Quote all lines below exactly. Images stay out.

----- Data in this exercise -----

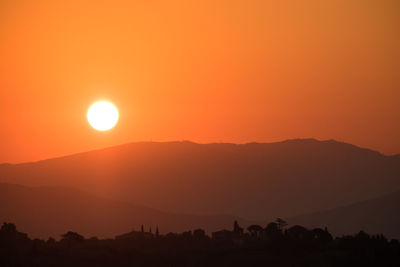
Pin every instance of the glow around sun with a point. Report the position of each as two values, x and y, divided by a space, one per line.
102 115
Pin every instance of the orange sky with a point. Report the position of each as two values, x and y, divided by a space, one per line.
206 71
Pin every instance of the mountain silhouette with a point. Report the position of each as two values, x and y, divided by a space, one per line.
52 211
375 216
257 181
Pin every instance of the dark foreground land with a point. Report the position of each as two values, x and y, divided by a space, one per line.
274 245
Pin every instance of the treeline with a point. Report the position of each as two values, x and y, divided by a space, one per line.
273 245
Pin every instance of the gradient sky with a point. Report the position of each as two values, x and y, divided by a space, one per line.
207 71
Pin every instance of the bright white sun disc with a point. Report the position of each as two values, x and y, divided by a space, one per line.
102 115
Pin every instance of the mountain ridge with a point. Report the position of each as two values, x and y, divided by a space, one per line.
253 180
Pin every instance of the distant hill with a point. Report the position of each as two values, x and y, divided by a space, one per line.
52 211
375 216
258 181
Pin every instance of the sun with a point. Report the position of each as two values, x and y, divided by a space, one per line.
102 115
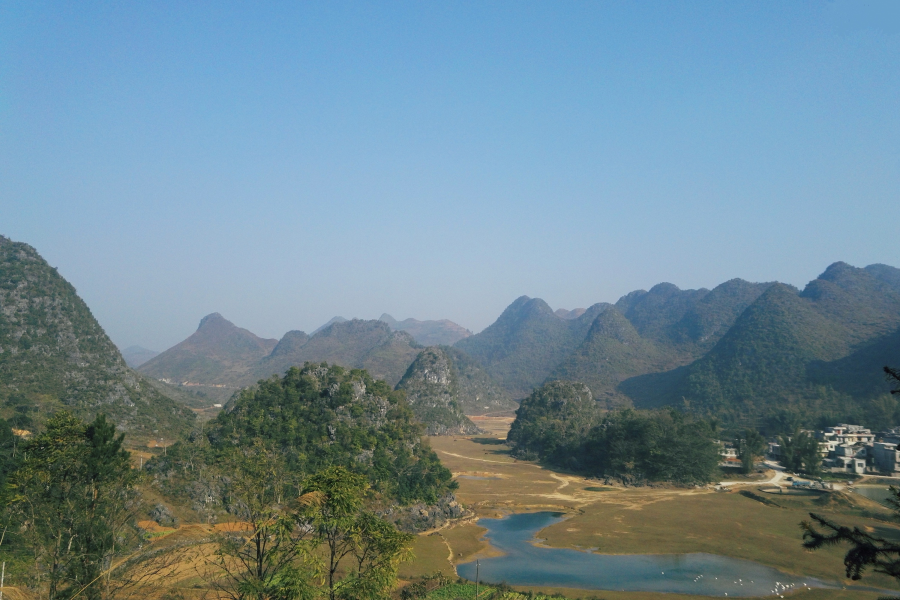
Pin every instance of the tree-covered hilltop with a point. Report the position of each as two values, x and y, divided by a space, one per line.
795 358
54 355
314 417
521 348
431 385
562 425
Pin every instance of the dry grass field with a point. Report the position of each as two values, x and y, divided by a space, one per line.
617 520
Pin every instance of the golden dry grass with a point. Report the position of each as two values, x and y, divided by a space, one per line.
647 520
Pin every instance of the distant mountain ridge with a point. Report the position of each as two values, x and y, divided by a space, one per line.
135 356
429 333
223 357
741 351
55 355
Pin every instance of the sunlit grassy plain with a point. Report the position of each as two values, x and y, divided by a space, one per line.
609 519
637 520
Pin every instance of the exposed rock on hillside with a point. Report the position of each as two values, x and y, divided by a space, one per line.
54 354
369 345
432 391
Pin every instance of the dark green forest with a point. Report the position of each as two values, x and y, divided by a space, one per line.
314 417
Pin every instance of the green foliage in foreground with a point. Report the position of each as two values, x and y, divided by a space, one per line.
314 417
560 424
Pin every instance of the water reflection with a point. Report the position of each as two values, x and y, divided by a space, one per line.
525 563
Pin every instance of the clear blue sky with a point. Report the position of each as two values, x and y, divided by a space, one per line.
282 164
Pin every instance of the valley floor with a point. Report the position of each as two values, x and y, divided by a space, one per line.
615 520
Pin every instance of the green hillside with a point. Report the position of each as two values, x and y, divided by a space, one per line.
353 344
431 385
523 346
217 353
312 418
793 358
612 352
429 333
54 354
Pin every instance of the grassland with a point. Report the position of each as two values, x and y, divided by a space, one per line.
618 520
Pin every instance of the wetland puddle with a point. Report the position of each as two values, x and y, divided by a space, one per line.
525 563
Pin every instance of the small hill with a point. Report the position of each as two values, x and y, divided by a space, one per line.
523 346
612 352
217 353
135 356
331 321
479 394
429 333
314 417
806 356
354 344
54 355
432 390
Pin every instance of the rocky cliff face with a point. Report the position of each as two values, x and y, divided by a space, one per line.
54 354
432 391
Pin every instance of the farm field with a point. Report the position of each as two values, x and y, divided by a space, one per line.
615 520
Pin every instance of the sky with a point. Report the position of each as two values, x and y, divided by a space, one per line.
283 163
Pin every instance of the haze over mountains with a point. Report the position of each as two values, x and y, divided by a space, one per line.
742 351
758 354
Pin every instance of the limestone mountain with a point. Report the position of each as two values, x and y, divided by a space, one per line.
612 352
217 353
55 355
429 333
479 394
798 356
522 347
357 344
135 356
331 321
432 391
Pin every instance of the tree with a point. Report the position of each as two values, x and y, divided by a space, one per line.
74 494
750 446
348 532
262 558
867 551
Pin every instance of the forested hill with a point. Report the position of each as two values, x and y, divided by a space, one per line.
312 418
797 357
429 333
521 348
220 358
54 355
217 353
443 385
748 353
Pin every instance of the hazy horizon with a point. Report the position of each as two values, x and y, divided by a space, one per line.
284 164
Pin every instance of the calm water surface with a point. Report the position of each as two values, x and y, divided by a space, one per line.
707 574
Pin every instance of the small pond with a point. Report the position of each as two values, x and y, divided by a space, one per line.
525 563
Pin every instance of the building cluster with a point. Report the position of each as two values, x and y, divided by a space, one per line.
848 448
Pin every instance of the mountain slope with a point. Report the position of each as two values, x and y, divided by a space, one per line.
611 352
808 354
429 333
369 345
217 353
54 354
432 391
522 347
135 356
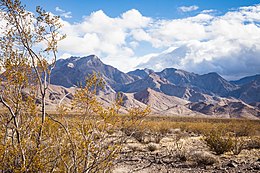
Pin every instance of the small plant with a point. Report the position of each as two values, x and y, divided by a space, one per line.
218 142
203 158
151 147
253 143
238 145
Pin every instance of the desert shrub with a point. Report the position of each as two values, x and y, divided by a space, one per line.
218 141
151 147
253 143
203 158
238 144
139 136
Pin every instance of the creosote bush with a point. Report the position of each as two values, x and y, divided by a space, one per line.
218 141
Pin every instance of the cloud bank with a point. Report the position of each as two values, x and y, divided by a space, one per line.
188 8
228 44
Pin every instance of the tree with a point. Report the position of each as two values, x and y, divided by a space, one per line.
29 143
34 38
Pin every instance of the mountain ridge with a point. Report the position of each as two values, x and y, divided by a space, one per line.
162 88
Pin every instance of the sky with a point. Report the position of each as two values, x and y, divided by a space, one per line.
194 35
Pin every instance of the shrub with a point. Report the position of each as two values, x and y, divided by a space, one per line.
203 158
151 147
253 143
218 142
238 145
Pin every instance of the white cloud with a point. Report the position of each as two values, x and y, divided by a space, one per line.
228 44
104 36
188 8
63 13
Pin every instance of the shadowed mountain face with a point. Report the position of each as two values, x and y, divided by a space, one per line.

-----

__Exercise response__
Pin every instance of the glow around sun with a point. Report the position of each as two values, x and y, divided by a space, one per line.
102 115
Pin every instance of the orange sky with a point. Report the position of each as two values, x and y, divided by a space, one per line.
206 71
Pin every instance of the mountain silhouette with a point. Report the position of each as two values, x and y, divided by a space, one per line.
52 211
375 216
257 181
Pin every instance of the dark foreground land with a point. Report the position of each as two values, x and y, divided by a space, one per line.
274 245
Pin every instance of the treeline with a point. Report the position of each as two values, x and y, divided by a space, one per line.
273 245
Pin every instance of the gradient sky with a point. Report the position of each as two values, x and y, divided by a space, one per line.
207 71
Pin every instance of the bright white sun disc with a point. Report the position of each as two values, x and y, divided by a space, one per line.
102 115
Pin every instance of the mountain ridge with a point. Report the position of each as two values, x and y, divided by a space, one per line.
253 180
Pin every instance of the distant hill with a point. Report the position of each as two values, x and y, divided by a space, one per line.
52 211
375 216
258 181
Pin every instance of the sun with a point. Report the position of each as two values, x and y, divided by a space, one per line.
102 115
Pin every instance of the tree-covered hilltop with a point. Report the position of each as two values, x and y, divided by a space, one per line.
795 358
54 355
314 417
521 348
431 385
562 425
Pin every instance of the dry grass field with a point. Report the position of each as two values, x and y, divided by a space, one per line.
617 520
Pin every instance of the golden dry grass with a point. Report the position of each as two values, x and y, divided by a space, one per line.
647 520
Pin every instance of the distant mountain ridge with a point. Report the position of each as two values, x and y, divided by a space, one per line.
135 356
429 333
223 357
741 351
55 355
Pin every instance of the sunlit grassy plain with a point. Report the position of each as two values, x and y, divided by a space, one per line.
609 519
637 520
Pin every instance of the exposed rock on hillside with a point. Report the position of each as two values, x and y, divided by a space, one per line.
54 354
369 345
432 391
Pin every instance of the dark green forest with a point. Report the position of each as two values, x and y, divided by a space, one per line.
314 417
Pin every instance of the green foliage in foreground with a point. Report the position of each as two values, x and y, divided by a space, one per line.
314 417
560 424
Pin every instance of the water reflection with a point. Report the position of each as two values, x and y, divided by a space, one per line.
525 563
Pin every instance of the clear blue sky with a point. Report the position of each as two values, x and y, divided by a space, one per line.
282 164
Pin every instance of the valley floor with a point. Report the position of each as two values, x and y, divided by a space, one per line.
615 520
Pin every instance of the green hillside with a point. Report the position of each as two values, x and y, divided by a space, one per line.
353 344
431 385
523 346
217 353
312 418
793 358
612 352
429 333
54 354
Pin every instance of the grassland with a point. Report the position of each as two values, x and y, divided by a space, one per line.
618 520
Pin every instance of the wetland puddle with a point. Report the position of each as two values, x and y, divided by a space, one per line.
525 563
Pin every instance of the small hill with a point. Report the position of each as two values, x and y, divided by a space, one per line.
523 346
612 352
217 353
135 356
331 321
479 394
429 333
314 417
806 356
354 344
54 355
432 390
Pin every instance of the rocky cliff face with a point. Report the position of each as two values, x and y, divided by a space, one per line.
54 354
432 391
Pin every instance of the farm field with a point. Report the position of each as two values, x and y, divided by a space, one per line.
615 520
Pin every instance of the sky with a point. Report the position of each as two values, x and y, divided by a space, one per line.
283 163
Pin every instance of the haze over mountains with a point. Report the position of each as two values, x and y, divided by a space, one per line.
742 351
758 354
Pin every instance of the limestone mountain with a point. Report the position of each as two values, x and y, divided by a space, one per line.
612 352
217 353
55 355
429 333
479 394
798 356
522 347
357 344
135 356
331 321
432 391
Pin every instance of the tree with a point. Report the position of each as two values, x and y, divided by a space, one per line.
74 494
750 446
348 532
262 558
867 551
Pin every instance of the forested hill with a point. Report the position of each as two values, x and y, divided by a space, one per line.
312 418
797 357
429 333
521 348
220 358
54 355
217 353
443 385
748 353
Pin every instance of the hazy horizon with a point. Report the position of each as two values, x and y, divided by a space, one per line.
284 164
Pin every instance of the calm water surface with a point. Report the position of each as two values, x and y, divided by a space, one per line.
707 574
Pin every instance of the small pond with a point. Report the position of each as two values, x and y, divided by a space, one per line.
525 563
Pin every instance of the building cluster with a point. Report the position of each as two values, x and y, divided by a space, one per line.
848 448
Pin every instance of the mountain slope with a point. Report the position of each as two values, x and y, divided by a space, one per line.
611 352
808 354
429 333
369 345
217 353
54 354
432 391
522 347
135 356
Pin every instance of the small plant with a point. Report the position of each as two values, x and y, divided by a space, one per line.
218 142
203 158
151 147
253 143
238 145
Pin every instance of the desert shrub with a point. Report the position of each as two values, x and y, divided by a space, one per line.
218 141
151 147
253 143
203 158
238 144
139 136
Pin every instance of the creosote bush with a point. Report the position of each as two values, x and y, divided by a space, one per line.
218 141
Pin every instance of the cloud bank with a point. Report the position of each as two values, x and y, divided by a space, one per line.
188 8
228 44
Pin every instance of the tree with a point. Report the position of each as two values, x and y, divided by a space, one per line.
29 143
34 38
Pin every instance of the mountain ridge with a point. Report the position of each as two values, x and y, divided by a space, one per line.
162 88
Pin every instance of the sky with a point. Report the position of each as two values, x and y, divided by a space, one per line.
194 35
Pin every instance of the shrub with a point. Report the position of each as two values, x and y, divided by a space, one per line.
203 158
151 147
253 143
218 142
238 145
Pin every instance of the white cloud with a point. Report the position of each as two values, x and y, divided by a space, one per line.
228 44
104 36
188 8
63 13
Pin every instance of the shadowed mountain face with a point. Report the position of each as two values, x and y, divided by a space, one per line.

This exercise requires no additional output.